── Data extracts ──

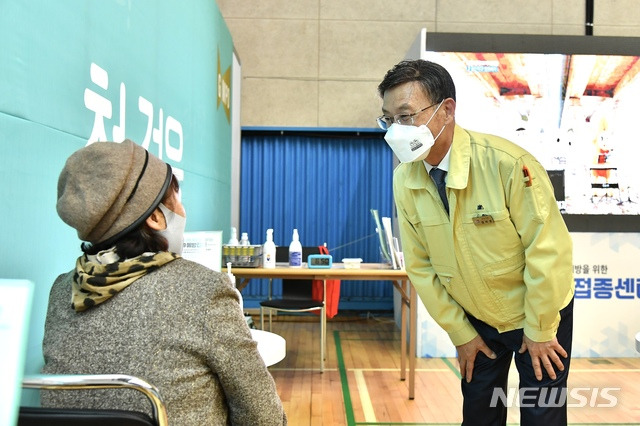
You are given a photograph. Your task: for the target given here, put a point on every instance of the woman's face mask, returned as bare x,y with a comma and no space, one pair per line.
174,232
411,143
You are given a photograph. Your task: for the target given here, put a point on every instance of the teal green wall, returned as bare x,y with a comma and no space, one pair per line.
168,52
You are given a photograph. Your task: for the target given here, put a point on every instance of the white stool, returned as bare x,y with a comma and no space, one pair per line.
271,346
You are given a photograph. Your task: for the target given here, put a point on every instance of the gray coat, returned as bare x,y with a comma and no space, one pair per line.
181,329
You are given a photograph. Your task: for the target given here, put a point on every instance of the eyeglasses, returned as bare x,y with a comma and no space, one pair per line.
385,122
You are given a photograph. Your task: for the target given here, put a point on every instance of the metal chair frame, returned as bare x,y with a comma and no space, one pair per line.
307,305
96,381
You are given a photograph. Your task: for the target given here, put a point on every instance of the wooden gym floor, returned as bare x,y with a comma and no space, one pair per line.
361,383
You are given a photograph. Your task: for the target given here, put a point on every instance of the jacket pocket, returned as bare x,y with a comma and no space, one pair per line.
491,241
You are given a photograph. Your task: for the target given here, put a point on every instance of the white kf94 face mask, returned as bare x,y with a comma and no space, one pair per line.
174,232
411,143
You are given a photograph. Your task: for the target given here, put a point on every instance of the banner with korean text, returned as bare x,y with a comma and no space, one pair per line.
75,72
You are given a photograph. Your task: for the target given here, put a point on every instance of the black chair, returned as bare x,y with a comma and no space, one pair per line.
41,416
296,297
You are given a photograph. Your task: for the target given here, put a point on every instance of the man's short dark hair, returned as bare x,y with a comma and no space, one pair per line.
434,78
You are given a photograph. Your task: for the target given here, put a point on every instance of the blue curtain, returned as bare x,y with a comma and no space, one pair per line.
323,184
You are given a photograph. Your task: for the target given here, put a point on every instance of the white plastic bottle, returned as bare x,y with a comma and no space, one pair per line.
244,240
269,251
233,241
295,251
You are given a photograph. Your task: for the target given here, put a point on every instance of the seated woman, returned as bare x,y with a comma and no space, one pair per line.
132,305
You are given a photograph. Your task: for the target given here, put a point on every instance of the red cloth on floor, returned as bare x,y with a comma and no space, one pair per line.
333,291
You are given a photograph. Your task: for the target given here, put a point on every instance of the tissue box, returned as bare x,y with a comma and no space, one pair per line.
352,263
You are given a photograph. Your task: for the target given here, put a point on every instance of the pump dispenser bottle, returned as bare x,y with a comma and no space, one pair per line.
233,241
269,251
295,251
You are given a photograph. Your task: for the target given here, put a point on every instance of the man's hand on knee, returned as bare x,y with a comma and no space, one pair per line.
544,354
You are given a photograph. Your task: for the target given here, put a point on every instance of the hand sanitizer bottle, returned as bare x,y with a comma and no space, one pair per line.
295,251
233,241
269,251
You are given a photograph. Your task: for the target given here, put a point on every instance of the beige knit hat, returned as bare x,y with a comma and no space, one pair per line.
108,189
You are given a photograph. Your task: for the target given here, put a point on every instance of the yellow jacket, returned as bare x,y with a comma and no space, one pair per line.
514,271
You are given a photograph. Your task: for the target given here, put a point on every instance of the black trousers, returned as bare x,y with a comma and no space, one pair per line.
542,403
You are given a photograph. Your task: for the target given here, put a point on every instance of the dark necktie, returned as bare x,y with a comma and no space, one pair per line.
438,177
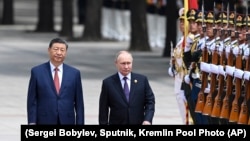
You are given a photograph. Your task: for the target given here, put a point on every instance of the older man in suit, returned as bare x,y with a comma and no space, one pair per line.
137,107
60,102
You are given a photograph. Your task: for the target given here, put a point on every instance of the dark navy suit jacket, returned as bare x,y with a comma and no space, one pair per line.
115,109
45,106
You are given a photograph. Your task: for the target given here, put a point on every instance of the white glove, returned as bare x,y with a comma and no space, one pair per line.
214,69
170,72
228,49
220,48
236,51
187,79
238,73
246,52
230,70
205,67
212,47
221,70
246,75
189,43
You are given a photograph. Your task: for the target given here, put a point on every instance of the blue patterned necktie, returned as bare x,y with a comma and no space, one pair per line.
125,88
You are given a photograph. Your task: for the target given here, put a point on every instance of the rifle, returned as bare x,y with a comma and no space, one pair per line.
224,114
209,98
234,114
225,110
243,117
218,99
201,96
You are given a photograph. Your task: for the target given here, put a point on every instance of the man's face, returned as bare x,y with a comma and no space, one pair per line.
124,63
210,30
193,28
57,53
181,25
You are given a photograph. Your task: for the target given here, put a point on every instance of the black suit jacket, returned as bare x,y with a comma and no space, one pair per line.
115,109
45,106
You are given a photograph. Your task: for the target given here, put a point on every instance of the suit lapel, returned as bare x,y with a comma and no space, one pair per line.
119,87
133,83
64,78
49,74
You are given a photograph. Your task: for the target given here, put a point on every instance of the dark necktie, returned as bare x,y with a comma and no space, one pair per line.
56,80
125,88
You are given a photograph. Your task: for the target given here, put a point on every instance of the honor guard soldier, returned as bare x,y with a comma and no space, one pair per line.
176,70
187,56
237,74
229,43
231,53
218,67
194,70
205,66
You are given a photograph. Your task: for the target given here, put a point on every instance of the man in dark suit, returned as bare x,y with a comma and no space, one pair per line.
46,105
116,108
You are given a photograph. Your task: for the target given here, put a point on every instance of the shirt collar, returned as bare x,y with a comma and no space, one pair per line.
121,76
52,67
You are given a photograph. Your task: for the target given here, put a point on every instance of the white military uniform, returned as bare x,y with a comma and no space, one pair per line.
178,75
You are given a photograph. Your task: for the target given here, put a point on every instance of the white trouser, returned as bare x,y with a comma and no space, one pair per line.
181,101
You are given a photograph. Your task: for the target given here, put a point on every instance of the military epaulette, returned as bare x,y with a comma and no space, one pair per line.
227,41
234,43
210,42
217,40
197,36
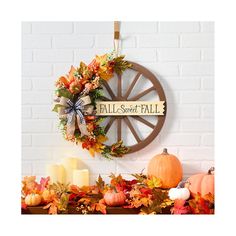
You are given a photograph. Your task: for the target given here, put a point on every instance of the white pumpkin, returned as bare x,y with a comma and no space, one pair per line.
179,192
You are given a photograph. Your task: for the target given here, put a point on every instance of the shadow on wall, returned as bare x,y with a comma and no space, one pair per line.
157,144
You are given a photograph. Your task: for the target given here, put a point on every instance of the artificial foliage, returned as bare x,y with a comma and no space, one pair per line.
77,120
142,193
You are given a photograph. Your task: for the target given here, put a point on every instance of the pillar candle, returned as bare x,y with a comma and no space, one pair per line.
70,164
81,177
56,173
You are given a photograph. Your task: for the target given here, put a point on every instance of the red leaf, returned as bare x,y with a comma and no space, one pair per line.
43,183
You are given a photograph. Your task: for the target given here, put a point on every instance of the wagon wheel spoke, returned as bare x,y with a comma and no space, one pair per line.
119,86
132,85
140,119
127,121
135,98
118,129
109,124
109,90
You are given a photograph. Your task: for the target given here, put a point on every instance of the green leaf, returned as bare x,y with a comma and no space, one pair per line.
55,108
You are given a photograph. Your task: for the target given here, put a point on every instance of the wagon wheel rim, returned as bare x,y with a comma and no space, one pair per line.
156,86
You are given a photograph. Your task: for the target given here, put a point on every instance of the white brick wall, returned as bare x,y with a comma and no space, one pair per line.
181,54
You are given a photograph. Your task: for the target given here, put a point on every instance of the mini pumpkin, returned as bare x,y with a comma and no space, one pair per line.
202,183
167,167
180,192
33,199
114,198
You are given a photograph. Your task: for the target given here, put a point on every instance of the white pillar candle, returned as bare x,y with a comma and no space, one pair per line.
81,177
70,164
56,173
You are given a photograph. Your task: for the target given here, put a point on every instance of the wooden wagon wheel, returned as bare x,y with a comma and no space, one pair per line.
156,86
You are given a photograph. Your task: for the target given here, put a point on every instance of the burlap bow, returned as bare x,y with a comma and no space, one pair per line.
74,112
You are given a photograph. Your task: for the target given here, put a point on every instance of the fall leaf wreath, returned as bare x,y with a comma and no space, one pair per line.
76,96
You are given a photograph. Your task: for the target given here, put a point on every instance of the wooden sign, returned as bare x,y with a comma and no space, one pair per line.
130,108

───

_Required action_
Print each line, exactly as written, from the one that contains "the wooden wagon" to the end of the data above, with both end lines included and nothing else.

_Result of this task_
You are given a photograph. Your task: for the target given here, put a point on every instance of the wooden wagon wheel, returned as bare x,y with a comma and no space, one pair per line.
156,86
You are given a photograph. Your task: for the target given here, put a point on every instance of the burlap bow, returned as bare x,y with a comma and no space, one pair per line.
74,112
You are given a photograph. Your task: for the target given here, put a point on every instance of the fall leaf wreath, returned as bare x,y with a comma and no space, one pair per line.
76,96
You are given a photograph. Your task: for the target given here, put a point on every instance of the wooden sign, returned as bare x,y with a comma and no space, one pair per line.
130,108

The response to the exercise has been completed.